◆ GIVEN INSTRUCTION
Beginning at the line that contains "[point] narrow green", transcribe the remaining lines of the listing exactly; include the final line and omit everything before.

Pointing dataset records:
⁂
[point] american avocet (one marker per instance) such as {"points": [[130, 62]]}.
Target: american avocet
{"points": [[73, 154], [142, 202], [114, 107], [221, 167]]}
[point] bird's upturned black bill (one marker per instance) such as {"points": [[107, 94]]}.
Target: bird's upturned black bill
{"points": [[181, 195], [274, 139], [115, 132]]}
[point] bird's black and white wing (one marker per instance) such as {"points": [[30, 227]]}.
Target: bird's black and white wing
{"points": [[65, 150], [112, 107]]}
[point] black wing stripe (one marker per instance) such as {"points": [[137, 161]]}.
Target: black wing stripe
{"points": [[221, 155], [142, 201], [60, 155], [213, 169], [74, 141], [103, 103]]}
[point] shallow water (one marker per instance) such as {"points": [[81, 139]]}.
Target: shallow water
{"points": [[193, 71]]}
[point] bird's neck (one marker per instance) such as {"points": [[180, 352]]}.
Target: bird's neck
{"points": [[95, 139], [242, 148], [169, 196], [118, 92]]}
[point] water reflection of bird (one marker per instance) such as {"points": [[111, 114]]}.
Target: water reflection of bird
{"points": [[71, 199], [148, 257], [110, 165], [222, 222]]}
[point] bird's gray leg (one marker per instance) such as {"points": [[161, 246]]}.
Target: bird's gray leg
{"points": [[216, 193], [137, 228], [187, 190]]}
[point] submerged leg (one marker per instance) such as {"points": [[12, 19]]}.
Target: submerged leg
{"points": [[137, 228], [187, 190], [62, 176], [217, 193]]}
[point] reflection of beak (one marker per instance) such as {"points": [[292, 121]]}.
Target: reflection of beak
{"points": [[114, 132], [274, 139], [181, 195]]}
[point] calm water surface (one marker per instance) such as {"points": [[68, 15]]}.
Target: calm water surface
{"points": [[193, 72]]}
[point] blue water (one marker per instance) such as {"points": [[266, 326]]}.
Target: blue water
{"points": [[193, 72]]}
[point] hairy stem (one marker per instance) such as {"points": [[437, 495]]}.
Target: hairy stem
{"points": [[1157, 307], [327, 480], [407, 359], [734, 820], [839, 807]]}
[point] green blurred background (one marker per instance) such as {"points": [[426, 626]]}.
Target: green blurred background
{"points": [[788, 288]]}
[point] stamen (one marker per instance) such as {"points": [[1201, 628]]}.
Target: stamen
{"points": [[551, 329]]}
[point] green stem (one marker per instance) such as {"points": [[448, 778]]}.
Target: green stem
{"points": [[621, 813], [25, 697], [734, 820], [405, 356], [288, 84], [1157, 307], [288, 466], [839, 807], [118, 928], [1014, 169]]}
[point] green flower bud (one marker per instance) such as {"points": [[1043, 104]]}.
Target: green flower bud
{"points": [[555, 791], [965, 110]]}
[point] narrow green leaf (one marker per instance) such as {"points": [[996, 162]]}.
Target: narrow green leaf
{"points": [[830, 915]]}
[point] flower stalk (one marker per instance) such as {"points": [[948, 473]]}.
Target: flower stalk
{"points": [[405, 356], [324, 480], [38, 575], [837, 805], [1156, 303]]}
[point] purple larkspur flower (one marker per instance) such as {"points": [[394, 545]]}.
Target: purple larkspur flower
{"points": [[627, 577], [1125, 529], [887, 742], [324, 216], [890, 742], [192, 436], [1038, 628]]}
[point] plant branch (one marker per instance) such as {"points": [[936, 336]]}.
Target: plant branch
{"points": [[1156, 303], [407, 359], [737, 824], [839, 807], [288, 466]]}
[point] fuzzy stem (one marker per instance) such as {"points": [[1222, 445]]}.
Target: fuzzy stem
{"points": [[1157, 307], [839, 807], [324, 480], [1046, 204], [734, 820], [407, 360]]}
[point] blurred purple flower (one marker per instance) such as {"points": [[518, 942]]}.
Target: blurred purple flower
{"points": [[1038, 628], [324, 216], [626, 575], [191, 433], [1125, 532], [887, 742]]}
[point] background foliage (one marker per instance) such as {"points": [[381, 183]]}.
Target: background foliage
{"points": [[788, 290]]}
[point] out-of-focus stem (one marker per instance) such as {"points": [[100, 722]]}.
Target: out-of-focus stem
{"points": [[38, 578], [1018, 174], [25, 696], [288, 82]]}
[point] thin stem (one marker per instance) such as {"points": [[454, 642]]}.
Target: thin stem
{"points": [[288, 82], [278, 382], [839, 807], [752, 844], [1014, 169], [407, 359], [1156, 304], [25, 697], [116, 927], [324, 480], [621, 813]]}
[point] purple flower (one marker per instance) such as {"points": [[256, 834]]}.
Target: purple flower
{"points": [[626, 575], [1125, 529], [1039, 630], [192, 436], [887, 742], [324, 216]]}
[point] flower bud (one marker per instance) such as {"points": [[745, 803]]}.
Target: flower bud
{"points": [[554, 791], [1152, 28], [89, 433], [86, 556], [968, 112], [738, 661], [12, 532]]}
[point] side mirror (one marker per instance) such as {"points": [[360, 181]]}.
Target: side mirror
⁂
◆ RESPONSE BELOW
[point] narrow green leaf (one marker per instance) such as {"points": [[996, 162]]}.
Target: narrow green leaf
{"points": [[830, 915]]}
[point] flower stalk (one marker per instance) such as {"points": [[948, 473]]}.
Target: flower stalk
{"points": [[405, 356], [324, 480], [38, 575], [837, 805], [1156, 303]]}
[point] purple larkspur flower (one marker per instance) such as {"points": [[394, 545]]}.
Target: purple larkspur flower
{"points": [[627, 577], [1125, 529], [887, 742], [324, 216], [890, 742], [192, 436], [1038, 628]]}
[point] plant branch (one marker per instance) such as {"points": [[936, 336]]}.
Target: plant branch
{"points": [[1156, 303], [407, 359], [737, 824], [839, 807], [288, 466]]}
[point] fuzzy stem (one marker per instance) such as {"points": [[1222, 445]]}.
Target: fuzzy stem
{"points": [[1157, 307], [839, 807], [324, 480], [1046, 204], [734, 820], [407, 360]]}
[point] blurred purple flower (one marker per instance) such as {"points": [[518, 942]]}.
Target: blurred purple flower
{"points": [[1038, 628], [324, 216], [626, 575], [191, 433], [1125, 532], [887, 742]]}
[point] background foliage (one marker per instance) such as {"points": [[381, 183]]}.
Target: background foliage
{"points": [[788, 290]]}
[point] out-of-focus stem (one marker per instance) such as {"points": [[100, 722]]}.
Target: out-of-focus stem
{"points": [[38, 578], [1018, 174], [25, 696], [288, 82]]}
[point] thin stem (one marker per instance) such as {"points": [[454, 642]]}.
Target: thin stem
{"points": [[288, 82], [278, 382], [839, 807], [752, 844], [1014, 169], [407, 359], [1156, 304], [25, 697], [116, 927], [324, 480], [621, 813]]}
[point] purple flower (one marker per instance) such as {"points": [[256, 834]]}.
Target: purple flower
{"points": [[626, 575], [1125, 529], [1039, 630], [192, 436], [887, 742], [324, 216]]}
[point] flower bud (one marker per instance) such as {"points": [[745, 803]]}.
Target: flower bud
{"points": [[554, 791], [1152, 28], [89, 433], [86, 556], [968, 112], [738, 661], [12, 532]]}
[point] side mirror (one marker per instance) such as {"points": [[360, 181]]}.
Target: side mirror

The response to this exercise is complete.